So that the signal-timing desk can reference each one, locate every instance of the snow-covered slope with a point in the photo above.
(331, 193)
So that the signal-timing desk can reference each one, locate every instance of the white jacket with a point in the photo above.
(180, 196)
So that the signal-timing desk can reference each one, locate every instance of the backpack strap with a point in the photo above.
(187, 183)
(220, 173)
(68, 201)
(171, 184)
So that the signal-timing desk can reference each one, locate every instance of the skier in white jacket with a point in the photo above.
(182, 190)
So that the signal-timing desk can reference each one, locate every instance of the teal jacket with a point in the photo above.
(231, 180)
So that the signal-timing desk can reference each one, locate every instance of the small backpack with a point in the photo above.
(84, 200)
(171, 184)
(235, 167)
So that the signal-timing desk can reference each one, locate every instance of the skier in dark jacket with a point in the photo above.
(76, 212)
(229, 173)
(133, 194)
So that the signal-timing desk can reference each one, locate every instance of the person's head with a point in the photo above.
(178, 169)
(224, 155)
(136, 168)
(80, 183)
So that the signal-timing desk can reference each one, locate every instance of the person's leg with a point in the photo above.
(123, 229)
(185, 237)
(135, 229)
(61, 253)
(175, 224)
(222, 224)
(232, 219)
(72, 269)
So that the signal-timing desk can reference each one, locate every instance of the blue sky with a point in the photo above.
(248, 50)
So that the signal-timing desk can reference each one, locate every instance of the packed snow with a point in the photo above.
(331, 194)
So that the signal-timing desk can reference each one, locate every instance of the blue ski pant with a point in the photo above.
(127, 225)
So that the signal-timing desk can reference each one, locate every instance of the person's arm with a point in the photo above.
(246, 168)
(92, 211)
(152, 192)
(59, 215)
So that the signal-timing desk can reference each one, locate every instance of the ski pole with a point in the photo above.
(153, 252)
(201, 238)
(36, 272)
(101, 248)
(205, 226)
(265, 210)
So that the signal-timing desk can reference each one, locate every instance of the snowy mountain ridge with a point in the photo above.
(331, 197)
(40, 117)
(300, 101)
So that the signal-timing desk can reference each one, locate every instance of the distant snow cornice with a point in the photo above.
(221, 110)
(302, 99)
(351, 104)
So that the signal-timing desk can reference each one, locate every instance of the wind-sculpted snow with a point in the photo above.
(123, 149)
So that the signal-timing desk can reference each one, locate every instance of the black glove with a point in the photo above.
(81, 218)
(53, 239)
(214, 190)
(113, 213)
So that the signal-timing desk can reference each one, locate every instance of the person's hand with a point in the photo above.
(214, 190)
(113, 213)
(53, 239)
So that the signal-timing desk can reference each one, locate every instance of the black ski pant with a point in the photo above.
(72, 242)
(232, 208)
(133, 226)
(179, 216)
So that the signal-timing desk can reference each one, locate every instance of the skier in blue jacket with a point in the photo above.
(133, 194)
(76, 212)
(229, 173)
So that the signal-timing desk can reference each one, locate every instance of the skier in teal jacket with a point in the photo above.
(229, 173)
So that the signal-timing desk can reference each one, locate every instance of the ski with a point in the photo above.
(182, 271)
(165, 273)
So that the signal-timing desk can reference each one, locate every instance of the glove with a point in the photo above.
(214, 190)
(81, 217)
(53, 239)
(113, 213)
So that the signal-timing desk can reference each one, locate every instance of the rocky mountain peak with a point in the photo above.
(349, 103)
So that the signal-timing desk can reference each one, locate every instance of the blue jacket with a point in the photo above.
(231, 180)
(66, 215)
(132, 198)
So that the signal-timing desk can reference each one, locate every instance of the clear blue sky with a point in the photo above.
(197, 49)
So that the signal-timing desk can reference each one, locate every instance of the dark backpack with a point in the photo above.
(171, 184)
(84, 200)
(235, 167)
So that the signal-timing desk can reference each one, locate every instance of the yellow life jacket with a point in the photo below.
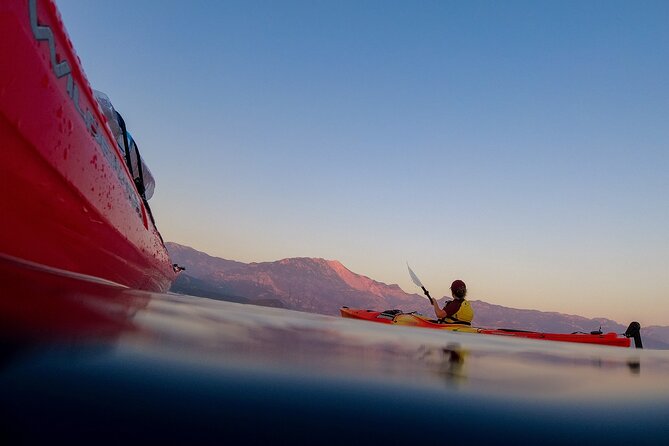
(464, 314)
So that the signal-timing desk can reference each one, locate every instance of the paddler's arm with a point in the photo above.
(438, 311)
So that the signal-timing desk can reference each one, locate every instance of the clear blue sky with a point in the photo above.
(521, 146)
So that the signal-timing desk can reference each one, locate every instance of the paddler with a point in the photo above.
(458, 310)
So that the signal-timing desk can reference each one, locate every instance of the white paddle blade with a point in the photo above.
(414, 277)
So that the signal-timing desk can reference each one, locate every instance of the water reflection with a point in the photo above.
(70, 345)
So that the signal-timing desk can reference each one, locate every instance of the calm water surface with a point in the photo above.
(89, 362)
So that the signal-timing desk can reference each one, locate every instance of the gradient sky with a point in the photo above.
(521, 146)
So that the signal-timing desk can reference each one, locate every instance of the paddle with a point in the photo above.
(417, 281)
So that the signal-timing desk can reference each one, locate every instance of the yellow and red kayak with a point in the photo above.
(396, 317)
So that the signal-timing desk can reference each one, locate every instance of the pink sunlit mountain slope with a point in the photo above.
(323, 286)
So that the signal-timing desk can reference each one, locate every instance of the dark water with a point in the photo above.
(89, 362)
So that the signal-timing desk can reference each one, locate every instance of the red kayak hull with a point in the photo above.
(415, 320)
(68, 200)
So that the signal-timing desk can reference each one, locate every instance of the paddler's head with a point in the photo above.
(458, 289)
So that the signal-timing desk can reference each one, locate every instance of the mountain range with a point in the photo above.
(323, 286)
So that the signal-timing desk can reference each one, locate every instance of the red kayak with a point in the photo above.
(74, 196)
(396, 317)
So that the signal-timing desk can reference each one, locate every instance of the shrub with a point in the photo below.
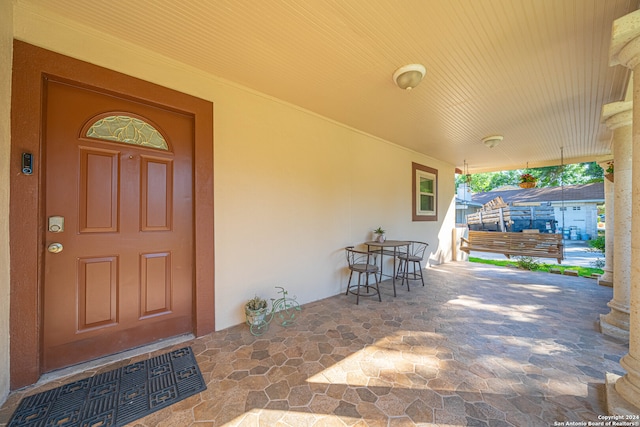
(528, 263)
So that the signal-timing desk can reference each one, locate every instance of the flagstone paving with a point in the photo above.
(478, 345)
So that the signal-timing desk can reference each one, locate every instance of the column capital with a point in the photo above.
(617, 114)
(625, 41)
(604, 163)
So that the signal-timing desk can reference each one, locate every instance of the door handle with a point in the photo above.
(55, 248)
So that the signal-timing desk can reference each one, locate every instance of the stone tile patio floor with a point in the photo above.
(478, 345)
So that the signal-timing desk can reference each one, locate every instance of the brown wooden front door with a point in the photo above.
(119, 201)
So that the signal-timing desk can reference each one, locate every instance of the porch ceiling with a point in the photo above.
(535, 71)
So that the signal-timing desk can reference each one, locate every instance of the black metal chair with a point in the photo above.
(362, 262)
(414, 255)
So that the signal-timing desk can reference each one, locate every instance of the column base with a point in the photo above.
(606, 279)
(616, 404)
(615, 323)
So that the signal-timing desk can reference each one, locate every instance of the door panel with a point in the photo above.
(125, 275)
(98, 205)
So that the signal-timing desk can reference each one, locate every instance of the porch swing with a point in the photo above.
(538, 245)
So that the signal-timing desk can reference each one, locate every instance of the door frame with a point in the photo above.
(31, 65)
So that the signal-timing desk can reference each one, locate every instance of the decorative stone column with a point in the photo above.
(619, 116)
(624, 398)
(607, 278)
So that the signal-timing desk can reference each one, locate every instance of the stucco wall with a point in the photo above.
(291, 188)
(6, 29)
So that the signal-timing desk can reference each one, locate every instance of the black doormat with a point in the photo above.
(117, 397)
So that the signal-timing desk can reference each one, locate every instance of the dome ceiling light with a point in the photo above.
(409, 76)
(492, 141)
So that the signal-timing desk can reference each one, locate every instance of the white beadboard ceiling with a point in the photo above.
(535, 71)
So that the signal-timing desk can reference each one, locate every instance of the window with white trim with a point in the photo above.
(425, 197)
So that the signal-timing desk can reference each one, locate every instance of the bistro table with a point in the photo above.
(390, 248)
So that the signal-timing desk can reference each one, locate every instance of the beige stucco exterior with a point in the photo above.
(291, 188)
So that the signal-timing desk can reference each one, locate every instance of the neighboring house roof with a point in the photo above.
(469, 203)
(585, 192)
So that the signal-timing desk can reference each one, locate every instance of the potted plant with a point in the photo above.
(608, 172)
(255, 310)
(527, 180)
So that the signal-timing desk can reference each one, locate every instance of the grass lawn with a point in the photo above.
(582, 271)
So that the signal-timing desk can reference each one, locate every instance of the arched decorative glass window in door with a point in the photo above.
(126, 129)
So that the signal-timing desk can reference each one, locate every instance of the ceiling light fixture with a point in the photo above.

• • • • • • •

— Task prompt —
The answer must contain only the lines from the one with "trim with a point in the photo above." to the end of the entries above, each written out exactly.

— Exercise answer —
So that the signal-timing desk can reference each one, locate every instance of the window with white trim with a point in the photo above.
(425, 197)
So that the signal-timing desk can reference each one, locate every instance of the bistro table with a point in the photo above.
(390, 248)
So that the signal-timing desk can reference each one, locate every instance of the beige stucco exterior with a point in the photo above.
(291, 188)
So that the signal-timing desk can reference each one, locate every instance of the neighboring house roof with a point in the photo above.
(469, 203)
(585, 192)
So that the signal-timing desk can reference each one, locate every instance of the potted plant with a point in the photo above.
(608, 172)
(255, 310)
(527, 180)
So that the signal-timing desk can reference each one, locate every instance of the grass lawn with a point in the photo above.
(582, 271)
So that the signal-timing desk can reference each one, locate every instance of the arched decorative glass window in door with a point in the photo above.
(126, 129)
So that the signal-timing desk can reference each one, locate every instance of the ceiling light fixture with a point in the photo above.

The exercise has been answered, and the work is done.